## Work instructions:
Return the whole listing exactly as it stands.

## Data supplied:
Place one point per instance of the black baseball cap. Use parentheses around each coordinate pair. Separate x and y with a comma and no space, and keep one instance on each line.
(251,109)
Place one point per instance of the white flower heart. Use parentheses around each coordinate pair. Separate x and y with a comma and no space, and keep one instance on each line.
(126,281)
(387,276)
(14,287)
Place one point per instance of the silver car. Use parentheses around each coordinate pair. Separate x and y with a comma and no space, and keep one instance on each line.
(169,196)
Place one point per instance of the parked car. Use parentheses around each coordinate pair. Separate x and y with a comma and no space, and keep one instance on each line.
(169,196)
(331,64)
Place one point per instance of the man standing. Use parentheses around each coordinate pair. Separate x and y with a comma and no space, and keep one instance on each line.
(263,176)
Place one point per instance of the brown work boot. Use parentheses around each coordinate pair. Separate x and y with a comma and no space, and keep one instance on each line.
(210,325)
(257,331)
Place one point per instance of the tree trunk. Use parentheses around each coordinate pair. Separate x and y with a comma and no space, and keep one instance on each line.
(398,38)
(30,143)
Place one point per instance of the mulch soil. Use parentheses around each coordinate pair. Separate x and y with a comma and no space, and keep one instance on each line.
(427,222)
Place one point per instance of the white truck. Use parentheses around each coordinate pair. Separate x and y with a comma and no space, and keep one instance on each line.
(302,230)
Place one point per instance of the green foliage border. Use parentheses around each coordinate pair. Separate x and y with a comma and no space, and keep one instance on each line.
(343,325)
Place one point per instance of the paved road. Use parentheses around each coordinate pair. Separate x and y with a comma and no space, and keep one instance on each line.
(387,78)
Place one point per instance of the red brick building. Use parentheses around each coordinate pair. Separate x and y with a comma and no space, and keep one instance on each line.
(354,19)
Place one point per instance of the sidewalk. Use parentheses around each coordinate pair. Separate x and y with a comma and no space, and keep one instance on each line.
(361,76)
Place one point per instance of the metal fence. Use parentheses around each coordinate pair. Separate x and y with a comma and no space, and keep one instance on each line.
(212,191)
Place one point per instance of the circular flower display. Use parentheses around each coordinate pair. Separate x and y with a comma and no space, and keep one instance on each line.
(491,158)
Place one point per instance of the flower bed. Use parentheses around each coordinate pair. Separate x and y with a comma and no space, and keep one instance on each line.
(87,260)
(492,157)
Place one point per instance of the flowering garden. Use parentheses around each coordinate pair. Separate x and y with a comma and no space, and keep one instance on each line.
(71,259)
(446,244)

## Exercise response:
Place one point per instance of the black baseball cap. Use parentheses around each coordinate pair. Separate x and y with a comma and no space, and keep one instance on each line.
(251,109)
Place one point per instance of the white flower heart. Use parentheses around each coordinate pair. Separate x and y with a comma and no space, and keep one instance on each line.
(126,281)
(387,276)
(14,287)
Place one point per instance of the silver car. Use parentheses around each coordinate pair. Separate x and y with a comma and no space, and keep one instance on each line.
(169,196)
Place one point per instance of the parked car. Use parentheses around each coordinate pair. Separate x and y with a comma and no space, and keep one instance on each line.
(169,196)
(331,64)
Place one point per instance of the man standing. Use parentheses around each coordinate pair. Separate x and y with a comma and no space, and keep one instance on each line.
(263,176)
Place one point per instance of the brown work boot. Use parentheses around each coordinate pair. Separate x and y with a comma and no space, and keep one instance on each line.
(210,325)
(257,331)
Place one point per instance of the tree trunk. Use parentheses around each coordinate pair. Separate x and y with a comma and no space, and keep one instance on each line.
(398,38)
(30,143)
Place one point per instance of the mulch soil. Use parentheses around each coordinate pair. Separate x and y with a comma and no space, and keep one instance on each line.
(427,222)
Place one point per instance of the white truck. Use parentheses around each coordinate pair. Separate x and y with a comma and no space, and keep one instance on each line.
(302,230)
Place one point per instance of the green foliage border. Use parentheses around each coordinate pair. Separate x and y with a comma and no space, and keep one instance on each line.
(343,325)
Place one point per instance of the paved road. Use parentheses around each coordinate pair. Separate x and y with a comma and no space, and keep one instance on each line.
(387,78)
Place one point per instance of the red brick building. Use parentheses around each coordinate pair. Separate x and y with a comma and no space, and keep one instance on each line.
(354,19)
Place one point per instance of the sidewalk. Use parentheses around each coordinate pair. Separate x and y with a comma and no space, and keep one instance on each line.
(361,76)
Place one point per instance of the metal fence. Use parentheses around each coordinate pair. Separate x and y with a comma and no space, and keep one instance on each line.
(212,191)
Place one point per instance of the circular flower display. Use parentheses around each coordinate pair. Separate x and y with a comma and no space, and keep one instance on each line.
(491,158)
Place one point per instance of the flower bed. Use parentheses around each coordinate pair. Separate x and y with a comma and no space, and keep one instance on each line.
(87,260)
(492,157)
Place one point per instance of the flowering garden. Use parentheses around each coordinate pair. Separate x and y with a comma and no space, and keep one instance on each line.
(71,259)
(446,244)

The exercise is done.